#### Instruction:
Can you rewrite the items from the line containing "of the black" through the end of the items, requests included, multiplying every pixel coordinate in the answers by 2.6 and rounding to whole numbers with halves going up? Leave the pictures out of your answer.

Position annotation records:
====================
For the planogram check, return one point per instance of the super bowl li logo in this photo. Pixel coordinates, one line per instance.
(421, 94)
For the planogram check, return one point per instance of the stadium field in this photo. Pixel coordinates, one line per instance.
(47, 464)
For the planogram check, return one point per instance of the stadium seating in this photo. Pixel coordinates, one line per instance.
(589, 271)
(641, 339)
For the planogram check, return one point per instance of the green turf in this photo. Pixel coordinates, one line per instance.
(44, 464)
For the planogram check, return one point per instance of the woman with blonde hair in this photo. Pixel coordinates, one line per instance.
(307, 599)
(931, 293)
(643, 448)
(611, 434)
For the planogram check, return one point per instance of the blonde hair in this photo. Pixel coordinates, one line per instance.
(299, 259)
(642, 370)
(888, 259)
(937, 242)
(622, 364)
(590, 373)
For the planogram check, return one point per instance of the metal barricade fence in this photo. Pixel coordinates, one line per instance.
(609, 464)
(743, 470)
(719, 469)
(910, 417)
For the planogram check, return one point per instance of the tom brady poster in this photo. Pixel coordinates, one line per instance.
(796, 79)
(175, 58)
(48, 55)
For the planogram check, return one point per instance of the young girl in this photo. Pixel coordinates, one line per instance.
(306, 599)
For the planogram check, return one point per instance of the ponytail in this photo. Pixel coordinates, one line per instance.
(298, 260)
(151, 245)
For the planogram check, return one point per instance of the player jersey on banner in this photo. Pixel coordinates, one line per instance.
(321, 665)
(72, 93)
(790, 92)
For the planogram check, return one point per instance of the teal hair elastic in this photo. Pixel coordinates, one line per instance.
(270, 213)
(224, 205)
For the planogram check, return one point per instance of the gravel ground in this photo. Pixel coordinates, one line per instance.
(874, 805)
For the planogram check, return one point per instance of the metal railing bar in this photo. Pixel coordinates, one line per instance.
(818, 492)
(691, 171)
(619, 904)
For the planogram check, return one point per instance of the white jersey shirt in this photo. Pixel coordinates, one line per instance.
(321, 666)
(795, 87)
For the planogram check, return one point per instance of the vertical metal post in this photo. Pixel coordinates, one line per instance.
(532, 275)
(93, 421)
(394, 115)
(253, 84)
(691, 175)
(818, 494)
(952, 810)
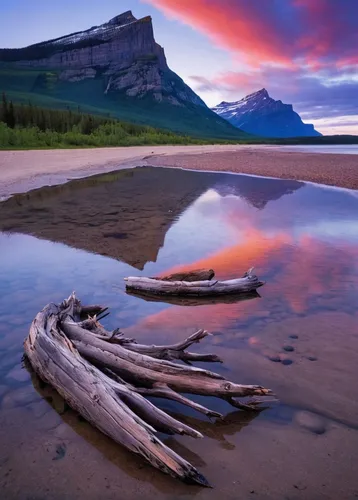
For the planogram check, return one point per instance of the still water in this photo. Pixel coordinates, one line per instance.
(299, 337)
(346, 149)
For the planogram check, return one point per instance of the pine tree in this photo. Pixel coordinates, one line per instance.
(4, 109)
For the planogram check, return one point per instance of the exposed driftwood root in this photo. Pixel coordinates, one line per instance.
(105, 376)
(208, 287)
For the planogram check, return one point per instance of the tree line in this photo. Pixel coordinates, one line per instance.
(29, 126)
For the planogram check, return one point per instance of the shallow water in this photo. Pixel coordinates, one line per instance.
(89, 234)
(347, 149)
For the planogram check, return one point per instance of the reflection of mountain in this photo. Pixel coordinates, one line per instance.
(125, 215)
(257, 191)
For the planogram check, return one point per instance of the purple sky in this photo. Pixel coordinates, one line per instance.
(303, 52)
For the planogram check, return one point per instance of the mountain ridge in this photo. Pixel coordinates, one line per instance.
(116, 66)
(259, 114)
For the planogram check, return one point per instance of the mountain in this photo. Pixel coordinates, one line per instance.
(116, 68)
(261, 115)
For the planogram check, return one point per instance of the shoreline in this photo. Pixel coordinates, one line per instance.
(25, 170)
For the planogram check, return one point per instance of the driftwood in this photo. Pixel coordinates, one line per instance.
(192, 300)
(105, 376)
(195, 275)
(208, 287)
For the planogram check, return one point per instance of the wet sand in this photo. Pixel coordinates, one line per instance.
(306, 450)
(21, 171)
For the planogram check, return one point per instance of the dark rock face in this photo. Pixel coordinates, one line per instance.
(259, 114)
(122, 51)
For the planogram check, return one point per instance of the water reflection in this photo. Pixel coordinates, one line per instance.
(299, 337)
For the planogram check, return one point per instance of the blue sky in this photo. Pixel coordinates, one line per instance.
(303, 51)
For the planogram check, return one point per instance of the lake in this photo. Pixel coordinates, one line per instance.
(299, 337)
(346, 149)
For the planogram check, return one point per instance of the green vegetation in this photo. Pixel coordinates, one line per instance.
(28, 126)
(44, 88)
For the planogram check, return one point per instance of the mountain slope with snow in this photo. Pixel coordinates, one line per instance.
(261, 115)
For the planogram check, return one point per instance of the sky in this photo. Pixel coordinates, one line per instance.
(304, 52)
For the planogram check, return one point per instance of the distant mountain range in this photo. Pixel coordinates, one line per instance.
(116, 68)
(261, 115)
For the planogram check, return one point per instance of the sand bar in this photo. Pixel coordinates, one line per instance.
(21, 171)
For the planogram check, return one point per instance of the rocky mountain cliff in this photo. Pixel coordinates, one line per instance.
(261, 115)
(117, 66)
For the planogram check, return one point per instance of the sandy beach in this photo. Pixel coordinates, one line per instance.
(303, 448)
(21, 171)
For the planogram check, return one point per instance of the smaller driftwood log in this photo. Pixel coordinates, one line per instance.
(196, 283)
(105, 376)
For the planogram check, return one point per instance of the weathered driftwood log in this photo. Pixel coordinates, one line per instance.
(104, 376)
(195, 275)
(248, 283)
(195, 300)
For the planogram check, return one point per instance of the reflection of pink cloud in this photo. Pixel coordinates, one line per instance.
(301, 277)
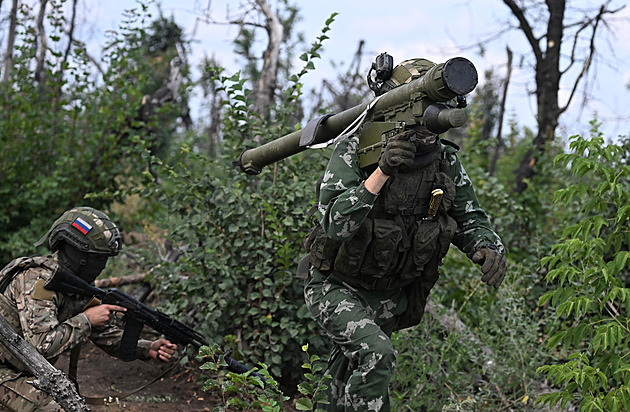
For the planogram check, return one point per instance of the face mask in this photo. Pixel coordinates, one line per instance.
(81, 264)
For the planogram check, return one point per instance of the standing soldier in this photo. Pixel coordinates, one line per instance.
(384, 230)
(82, 240)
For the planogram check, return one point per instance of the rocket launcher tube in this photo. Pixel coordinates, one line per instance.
(406, 103)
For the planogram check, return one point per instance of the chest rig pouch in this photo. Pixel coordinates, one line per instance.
(399, 241)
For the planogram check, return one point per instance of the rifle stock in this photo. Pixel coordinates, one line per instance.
(137, 315)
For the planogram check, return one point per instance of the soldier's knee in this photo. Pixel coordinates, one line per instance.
(379, 353)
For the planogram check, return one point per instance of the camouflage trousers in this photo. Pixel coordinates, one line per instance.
(17, 394)
(360, 323)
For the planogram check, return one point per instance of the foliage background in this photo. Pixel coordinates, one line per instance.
(223, 247)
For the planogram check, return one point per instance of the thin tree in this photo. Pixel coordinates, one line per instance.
(546, 50)
(8, 59)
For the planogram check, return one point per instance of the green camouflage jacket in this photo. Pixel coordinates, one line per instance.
(344, 202)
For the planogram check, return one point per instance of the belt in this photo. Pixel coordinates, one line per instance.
(373, 283)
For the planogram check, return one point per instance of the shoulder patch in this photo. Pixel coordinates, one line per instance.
(40, 293)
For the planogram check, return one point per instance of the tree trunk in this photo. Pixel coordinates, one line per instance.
(47, 378)
(8, 59)
(42, 44)
(547, 83)
(499, 143)
(268, 81)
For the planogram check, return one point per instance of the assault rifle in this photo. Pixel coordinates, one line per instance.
(137, 315)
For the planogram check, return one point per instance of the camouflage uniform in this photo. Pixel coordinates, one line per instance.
(53, 323)
(358, 319)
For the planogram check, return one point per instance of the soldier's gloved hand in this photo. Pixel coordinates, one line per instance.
(398, 151)
(493, 265)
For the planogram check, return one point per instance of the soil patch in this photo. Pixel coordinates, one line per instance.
(103, 376)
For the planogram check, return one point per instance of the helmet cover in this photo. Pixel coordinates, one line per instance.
(86, 229)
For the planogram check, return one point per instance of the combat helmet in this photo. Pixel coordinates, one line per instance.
(86, 229)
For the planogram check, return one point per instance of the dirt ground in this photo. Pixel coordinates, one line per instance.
(101, 375)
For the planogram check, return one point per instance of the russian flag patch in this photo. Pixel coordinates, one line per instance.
(81, 225)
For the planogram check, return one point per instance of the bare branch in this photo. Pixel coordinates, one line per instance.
(71, 31)
(8, 59)
(526, 28)
(42, 42)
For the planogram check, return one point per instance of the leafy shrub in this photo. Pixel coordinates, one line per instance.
(589, 268)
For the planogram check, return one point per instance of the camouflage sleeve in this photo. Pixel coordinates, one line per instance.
(39, 317)
(473, 225)
(344, 202)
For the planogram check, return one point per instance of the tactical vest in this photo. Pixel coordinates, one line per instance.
(398, 242)
(7, 308)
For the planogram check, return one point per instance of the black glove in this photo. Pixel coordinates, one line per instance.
(398, 151)
(493, 265)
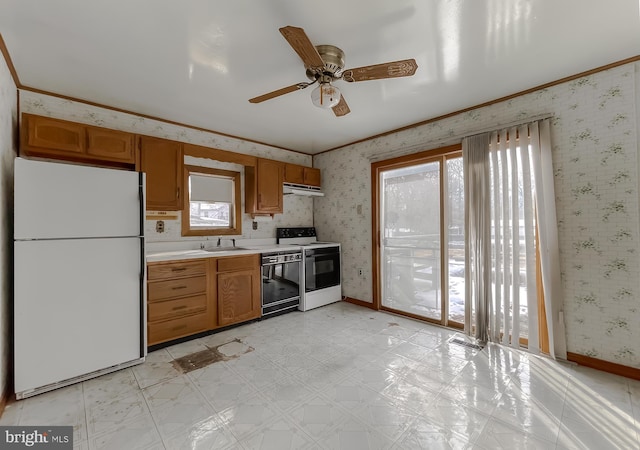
====================
#### Result of the exercise:
For the planogram check, return one point per instance of the black glove in this photo. Pixel coordinates, one line per instance.
(1035, 393)
(1282, 689)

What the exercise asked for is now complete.